思うに、石堂淑郎という人は、あの年代の男性には珍しく、自分の容姿へのこだわりや
劣等感といったものをあまり隠そうとしなかった人なのだなあ。自分の外見に対する嘆き
も、必ずしもそれが異性を手中にする妨げになるというのみの理由ではないような。

それを原動力にして、「復讐としての“ガリ勉”」に走ったり、長髪にしたいからと早くも浩一
で「親の膝元をはなれてしまった」り……つまり、まあ、唐沢俊一のいう「石堂氏も、理想
は肉欲を思想に昇華させたシンキング・マシンであったろうが」とは、まるで違うことしか
『偏屈老人の銀幕茫々』という本には書かれていないようなのだ。

で、親元を離れた石堂淑郎少年は夜の街をうろつくようになり、「ヒロポンが流行していた
が、勿論とうしろうの高校生の手に入るわけはないし」ということで、映画などを見て回る。

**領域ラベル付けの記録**

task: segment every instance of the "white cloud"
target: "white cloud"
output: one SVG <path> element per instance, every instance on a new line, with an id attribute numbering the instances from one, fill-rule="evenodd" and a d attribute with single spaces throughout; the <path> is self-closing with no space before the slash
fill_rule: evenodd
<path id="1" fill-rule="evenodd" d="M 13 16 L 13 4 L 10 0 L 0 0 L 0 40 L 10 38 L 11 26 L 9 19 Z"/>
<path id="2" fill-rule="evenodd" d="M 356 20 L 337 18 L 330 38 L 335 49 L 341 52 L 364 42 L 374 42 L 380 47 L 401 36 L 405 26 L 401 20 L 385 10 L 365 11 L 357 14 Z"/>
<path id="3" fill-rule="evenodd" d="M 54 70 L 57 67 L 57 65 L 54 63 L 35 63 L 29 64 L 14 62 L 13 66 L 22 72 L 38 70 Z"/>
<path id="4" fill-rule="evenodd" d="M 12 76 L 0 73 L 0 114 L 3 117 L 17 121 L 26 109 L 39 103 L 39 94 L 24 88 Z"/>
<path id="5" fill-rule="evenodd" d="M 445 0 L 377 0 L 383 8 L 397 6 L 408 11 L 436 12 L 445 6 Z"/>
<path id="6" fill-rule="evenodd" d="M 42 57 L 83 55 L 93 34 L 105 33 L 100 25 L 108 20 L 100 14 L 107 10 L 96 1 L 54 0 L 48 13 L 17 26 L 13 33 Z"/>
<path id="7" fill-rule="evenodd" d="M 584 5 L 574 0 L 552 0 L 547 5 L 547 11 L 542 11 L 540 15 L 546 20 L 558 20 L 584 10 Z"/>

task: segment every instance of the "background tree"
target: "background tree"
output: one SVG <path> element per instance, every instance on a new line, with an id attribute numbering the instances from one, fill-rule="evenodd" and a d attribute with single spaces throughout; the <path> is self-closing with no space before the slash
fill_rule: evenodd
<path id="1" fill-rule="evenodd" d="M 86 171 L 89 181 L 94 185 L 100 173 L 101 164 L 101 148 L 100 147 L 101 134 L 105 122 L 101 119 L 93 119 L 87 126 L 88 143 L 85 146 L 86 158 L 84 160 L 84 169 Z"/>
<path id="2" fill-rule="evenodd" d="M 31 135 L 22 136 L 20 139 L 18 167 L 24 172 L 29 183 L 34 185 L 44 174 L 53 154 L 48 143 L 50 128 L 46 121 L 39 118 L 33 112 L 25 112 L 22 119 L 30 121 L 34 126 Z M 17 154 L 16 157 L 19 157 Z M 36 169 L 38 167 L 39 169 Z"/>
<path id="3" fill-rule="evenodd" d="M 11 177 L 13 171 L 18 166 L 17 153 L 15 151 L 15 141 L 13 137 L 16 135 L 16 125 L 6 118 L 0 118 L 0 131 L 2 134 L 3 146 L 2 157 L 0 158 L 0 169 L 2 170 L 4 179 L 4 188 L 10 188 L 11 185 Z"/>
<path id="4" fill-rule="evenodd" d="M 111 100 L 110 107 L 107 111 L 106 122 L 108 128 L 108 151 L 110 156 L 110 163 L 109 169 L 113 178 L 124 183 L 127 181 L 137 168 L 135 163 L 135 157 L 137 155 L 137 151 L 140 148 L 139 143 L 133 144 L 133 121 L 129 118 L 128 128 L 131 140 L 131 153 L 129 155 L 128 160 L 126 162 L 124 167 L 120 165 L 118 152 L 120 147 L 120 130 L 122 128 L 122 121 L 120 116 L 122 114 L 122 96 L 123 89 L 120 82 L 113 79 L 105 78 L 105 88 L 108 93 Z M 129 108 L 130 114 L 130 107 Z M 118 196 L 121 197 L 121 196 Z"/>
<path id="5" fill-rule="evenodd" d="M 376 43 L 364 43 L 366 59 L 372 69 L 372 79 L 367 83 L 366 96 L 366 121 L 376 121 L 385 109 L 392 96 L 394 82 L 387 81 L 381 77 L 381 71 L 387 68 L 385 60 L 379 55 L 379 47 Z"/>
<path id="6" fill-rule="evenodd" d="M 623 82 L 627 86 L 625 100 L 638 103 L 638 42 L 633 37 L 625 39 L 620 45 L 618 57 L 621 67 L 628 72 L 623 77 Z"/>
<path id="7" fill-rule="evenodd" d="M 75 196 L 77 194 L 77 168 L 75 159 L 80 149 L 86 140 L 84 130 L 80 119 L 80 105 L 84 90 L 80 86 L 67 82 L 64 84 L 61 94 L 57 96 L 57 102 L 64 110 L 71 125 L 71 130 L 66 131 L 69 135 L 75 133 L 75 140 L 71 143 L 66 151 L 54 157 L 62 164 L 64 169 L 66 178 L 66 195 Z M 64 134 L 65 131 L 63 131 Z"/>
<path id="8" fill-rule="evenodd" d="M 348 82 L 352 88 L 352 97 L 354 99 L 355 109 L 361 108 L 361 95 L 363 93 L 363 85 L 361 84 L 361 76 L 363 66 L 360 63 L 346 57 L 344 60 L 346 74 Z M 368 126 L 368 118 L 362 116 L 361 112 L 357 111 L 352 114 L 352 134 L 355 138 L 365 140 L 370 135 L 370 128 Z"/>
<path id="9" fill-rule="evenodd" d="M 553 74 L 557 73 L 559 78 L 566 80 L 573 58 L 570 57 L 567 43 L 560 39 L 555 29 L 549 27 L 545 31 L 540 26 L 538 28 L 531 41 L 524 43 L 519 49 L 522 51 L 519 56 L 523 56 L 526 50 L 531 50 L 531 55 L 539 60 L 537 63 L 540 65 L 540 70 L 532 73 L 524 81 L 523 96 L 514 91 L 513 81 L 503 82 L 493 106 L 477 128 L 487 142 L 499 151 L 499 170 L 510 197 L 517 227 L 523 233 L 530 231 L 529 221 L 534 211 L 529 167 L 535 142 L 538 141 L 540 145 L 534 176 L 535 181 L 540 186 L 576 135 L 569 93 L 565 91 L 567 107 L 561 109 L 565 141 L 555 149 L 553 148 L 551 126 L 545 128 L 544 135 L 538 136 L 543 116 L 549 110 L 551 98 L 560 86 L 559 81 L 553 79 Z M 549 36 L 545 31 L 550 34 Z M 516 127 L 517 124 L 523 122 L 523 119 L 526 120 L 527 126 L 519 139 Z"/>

**やること**
石堂淑郎について書いた文章を、最後の文の後から引き取って書き進めること。

**想定解答**
「生意気にも洋画ファンであり、日本映画には見向きもしなかった」彼は、「ジャン・ルノア
ール監督の『大いなる幻影』」に感銘をうけたり、「日本映画でも、阪妻だけは別」という
ことで、『無法松の一生』を見たりもしていた。

そして、唐沢俊一のいう「高校二年で大学入学資格を得て広島大に入学」するまでの
経緯は、以下に引用する通り。

『偏屈老人の銀幕茫々』 P.106
> 高校一年生はこのようにしてふわふわと夢のように過ぎ、二年の春、私は一大ニュー
>スに接して又しても地球を呪いたくなったことであった。
> 岡山朝日高校は第二高女と合体するというのである。
> 日夜マスの対象に思い浮べたブルマーの太腿たちと机を並べられるというのである。
> 有難く思わなければならない。しかし、私はワクワクしつつも、やはり、地球を呪っ
>た!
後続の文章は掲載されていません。